Document segment
Punishing Women for Abortion: Wrong

OK. Enough.

Donald Trump, the presumptive GOP nominee for the office of president of the United States, has stepped over a line.

In the Bible, there is a very familiar story about a woman who has been “caught in the act of adultery.” She is being taken to task for her indiscretion. The scribes and the Pharisees bring her to Jesus, and say, “Teacher, this woman was caught in the very act of committing adultery. Now in the law Moses commanded us to stone such women. Now, what do you say? The next sentence says they “said this to test him, so that they might have some charge to bring against him.”

That scripture always got to me because only the woman was called to task. Presumably, if or since she was “caught in the very act” of adultery, there was someone with whom she was committing adultery with. Where were the men?

Jesus proceeds to bend down and begin writing in the sand, and in my exegetical imagination, I have always seen him writing the names of men who might have also committed adultery with her – or with someone else. Nobody was beyond fault. As he writes the names, the scriptures say that they “went away, one by one.” Finally, only the woman was left, but she received no judgement from Jesus. He tells her to go and not to “sin” again.

When Donald Trump said today that women who get abortions should be punished, I thought of that scripture. The suggestion is outrageous, it is draconian, it is unjust …and it is sexist.

If women become pregnant by men – which they do – and a pregnant woman seeking abortion should be punished, then so should the man who impregnated her.

There is no more immaculate conception. Men are complicit, to say the least, in the condition called pregnancy.

Trump’s statement shows his bigotry toward women. If his antics to date have not been enough, then this suggestion ought to open the eyes of those who have been wooed and seduced by his “telling it like it is.” This man is a buffoon. He hasn’t given clear policies on much of anything, and he claims not to be a “politician,” but now, as the fire heats up and his statements about women are being showcased in negative ads about him, he is being the preeminent politician by saying things that he believes Conservative, religious women want to hear.

Set problem
In the opinion piece on punishing women for abortion, who does the writer say should also be punished if a pregnant woman seeking an abortion is punished?

Material provided
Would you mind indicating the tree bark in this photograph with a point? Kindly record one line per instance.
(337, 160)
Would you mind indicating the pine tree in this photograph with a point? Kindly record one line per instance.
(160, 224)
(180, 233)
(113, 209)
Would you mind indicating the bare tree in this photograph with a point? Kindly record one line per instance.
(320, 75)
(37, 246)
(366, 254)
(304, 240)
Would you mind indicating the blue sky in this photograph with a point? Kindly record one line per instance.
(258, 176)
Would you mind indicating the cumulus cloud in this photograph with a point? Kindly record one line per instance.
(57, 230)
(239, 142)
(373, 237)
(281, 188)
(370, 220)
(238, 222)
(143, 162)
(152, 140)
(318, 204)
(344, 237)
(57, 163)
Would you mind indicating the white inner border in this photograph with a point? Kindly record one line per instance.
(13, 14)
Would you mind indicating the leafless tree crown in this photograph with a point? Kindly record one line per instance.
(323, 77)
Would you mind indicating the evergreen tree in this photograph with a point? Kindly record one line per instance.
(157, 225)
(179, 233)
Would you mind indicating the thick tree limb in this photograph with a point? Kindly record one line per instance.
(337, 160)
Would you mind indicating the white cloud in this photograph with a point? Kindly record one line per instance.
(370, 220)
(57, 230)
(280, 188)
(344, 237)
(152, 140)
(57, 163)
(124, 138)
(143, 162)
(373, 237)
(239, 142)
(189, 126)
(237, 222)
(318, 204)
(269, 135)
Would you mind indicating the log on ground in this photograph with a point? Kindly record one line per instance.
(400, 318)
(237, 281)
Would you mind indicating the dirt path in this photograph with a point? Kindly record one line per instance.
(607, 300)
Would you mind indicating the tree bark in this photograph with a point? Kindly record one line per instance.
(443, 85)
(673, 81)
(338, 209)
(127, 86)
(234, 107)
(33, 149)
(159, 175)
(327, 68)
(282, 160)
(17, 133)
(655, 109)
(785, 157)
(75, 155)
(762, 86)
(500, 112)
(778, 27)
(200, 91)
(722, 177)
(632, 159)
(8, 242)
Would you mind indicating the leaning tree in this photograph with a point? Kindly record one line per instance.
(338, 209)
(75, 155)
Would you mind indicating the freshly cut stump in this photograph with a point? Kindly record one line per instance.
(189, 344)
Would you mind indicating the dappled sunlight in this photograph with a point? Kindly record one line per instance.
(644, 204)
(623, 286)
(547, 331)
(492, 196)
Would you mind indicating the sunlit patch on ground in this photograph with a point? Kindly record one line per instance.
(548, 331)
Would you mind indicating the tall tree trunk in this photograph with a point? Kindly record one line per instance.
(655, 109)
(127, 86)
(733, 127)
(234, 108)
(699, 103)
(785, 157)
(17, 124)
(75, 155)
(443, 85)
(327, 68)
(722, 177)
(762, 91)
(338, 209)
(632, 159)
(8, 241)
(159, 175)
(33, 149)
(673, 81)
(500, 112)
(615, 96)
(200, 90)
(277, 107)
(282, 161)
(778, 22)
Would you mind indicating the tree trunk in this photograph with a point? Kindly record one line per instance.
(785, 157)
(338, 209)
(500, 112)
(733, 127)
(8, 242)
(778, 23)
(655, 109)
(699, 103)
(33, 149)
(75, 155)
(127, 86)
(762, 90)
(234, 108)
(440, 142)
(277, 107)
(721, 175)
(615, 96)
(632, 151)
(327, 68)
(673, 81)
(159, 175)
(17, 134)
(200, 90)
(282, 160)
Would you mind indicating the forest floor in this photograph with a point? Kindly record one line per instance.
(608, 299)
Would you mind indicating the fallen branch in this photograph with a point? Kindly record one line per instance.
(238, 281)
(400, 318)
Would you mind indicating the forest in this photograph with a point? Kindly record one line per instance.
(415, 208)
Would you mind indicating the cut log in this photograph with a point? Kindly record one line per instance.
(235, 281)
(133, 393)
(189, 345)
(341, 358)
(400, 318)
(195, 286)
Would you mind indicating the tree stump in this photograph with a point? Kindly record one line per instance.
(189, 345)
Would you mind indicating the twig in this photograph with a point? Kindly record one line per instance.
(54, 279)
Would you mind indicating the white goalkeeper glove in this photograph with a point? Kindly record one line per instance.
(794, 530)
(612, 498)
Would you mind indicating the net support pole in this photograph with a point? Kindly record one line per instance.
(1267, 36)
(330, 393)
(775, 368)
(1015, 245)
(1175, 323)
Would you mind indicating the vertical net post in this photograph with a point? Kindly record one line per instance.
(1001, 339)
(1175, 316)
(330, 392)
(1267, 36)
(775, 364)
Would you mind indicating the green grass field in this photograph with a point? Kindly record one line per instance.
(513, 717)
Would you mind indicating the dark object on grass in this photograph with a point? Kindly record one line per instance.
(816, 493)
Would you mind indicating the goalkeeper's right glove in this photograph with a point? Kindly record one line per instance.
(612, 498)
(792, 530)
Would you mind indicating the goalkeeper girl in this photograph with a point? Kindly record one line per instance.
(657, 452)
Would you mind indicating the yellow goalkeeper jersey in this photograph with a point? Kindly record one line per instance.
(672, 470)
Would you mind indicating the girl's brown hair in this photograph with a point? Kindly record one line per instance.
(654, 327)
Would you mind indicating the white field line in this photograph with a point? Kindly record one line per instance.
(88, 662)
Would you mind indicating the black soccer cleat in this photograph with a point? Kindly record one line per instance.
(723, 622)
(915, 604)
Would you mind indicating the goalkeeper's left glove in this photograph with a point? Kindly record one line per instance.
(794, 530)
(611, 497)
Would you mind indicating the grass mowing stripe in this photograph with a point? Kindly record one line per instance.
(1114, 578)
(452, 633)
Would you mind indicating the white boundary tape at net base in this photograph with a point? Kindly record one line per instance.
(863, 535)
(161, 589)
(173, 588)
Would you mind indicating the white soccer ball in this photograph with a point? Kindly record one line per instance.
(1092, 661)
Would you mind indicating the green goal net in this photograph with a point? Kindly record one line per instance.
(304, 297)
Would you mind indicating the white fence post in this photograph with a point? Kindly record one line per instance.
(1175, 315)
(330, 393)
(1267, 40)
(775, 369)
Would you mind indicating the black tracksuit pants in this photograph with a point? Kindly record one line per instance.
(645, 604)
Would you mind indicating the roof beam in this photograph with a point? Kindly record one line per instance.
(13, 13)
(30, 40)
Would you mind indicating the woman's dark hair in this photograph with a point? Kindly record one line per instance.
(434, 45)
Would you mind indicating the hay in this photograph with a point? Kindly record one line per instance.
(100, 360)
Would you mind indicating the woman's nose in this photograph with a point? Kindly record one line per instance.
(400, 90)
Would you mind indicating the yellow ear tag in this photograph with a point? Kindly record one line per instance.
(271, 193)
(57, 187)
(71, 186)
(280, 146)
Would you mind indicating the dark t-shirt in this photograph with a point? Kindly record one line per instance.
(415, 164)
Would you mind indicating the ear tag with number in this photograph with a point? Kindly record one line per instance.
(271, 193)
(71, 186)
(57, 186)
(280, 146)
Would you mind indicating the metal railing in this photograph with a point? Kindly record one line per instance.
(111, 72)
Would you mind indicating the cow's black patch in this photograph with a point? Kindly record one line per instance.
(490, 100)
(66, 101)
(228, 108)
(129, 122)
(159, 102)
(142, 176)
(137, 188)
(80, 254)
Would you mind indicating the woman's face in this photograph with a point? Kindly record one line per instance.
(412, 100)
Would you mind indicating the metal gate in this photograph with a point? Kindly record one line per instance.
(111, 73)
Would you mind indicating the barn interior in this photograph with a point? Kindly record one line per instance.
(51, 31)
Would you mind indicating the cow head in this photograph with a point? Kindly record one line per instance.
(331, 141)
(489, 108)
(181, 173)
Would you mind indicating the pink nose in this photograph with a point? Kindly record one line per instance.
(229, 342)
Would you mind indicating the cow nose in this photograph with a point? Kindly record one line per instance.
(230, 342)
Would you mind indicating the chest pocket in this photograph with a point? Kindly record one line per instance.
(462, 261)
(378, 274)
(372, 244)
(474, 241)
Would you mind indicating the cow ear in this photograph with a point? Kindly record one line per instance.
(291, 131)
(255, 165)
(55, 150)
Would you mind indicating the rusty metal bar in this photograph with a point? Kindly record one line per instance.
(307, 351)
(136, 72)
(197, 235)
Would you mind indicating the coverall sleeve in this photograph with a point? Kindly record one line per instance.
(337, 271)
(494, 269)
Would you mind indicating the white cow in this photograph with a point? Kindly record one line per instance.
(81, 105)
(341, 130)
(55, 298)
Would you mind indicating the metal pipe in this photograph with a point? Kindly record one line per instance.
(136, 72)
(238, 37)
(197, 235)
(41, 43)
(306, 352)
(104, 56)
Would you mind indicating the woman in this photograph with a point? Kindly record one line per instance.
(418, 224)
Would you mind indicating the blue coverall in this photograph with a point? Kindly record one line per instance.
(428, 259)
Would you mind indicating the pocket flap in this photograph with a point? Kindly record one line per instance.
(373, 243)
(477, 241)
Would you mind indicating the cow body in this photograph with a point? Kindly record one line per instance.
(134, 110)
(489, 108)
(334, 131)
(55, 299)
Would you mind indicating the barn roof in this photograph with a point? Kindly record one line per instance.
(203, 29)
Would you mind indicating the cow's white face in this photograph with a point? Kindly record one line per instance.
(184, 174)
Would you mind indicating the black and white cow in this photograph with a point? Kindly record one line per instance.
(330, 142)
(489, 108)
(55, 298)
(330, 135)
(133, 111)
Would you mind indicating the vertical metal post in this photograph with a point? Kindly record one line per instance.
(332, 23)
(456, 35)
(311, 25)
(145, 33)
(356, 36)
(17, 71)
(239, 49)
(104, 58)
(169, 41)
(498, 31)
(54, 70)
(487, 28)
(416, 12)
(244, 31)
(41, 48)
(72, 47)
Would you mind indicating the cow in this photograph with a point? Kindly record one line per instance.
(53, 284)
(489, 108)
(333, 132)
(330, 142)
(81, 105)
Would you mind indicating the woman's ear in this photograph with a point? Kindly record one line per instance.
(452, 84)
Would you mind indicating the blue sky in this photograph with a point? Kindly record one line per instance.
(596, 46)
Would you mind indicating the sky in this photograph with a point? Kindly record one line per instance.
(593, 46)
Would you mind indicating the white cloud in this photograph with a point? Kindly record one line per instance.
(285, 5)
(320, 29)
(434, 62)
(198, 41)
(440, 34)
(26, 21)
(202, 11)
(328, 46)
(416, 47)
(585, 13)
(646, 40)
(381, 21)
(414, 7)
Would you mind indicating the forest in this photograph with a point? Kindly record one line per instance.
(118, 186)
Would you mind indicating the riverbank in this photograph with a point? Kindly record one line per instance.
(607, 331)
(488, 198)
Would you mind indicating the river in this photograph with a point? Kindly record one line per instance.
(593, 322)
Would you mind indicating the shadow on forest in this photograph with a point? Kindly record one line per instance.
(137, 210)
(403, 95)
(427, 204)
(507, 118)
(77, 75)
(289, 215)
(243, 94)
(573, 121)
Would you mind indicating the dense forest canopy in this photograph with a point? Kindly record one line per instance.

Answer to the exercise
The man who got her pregnant.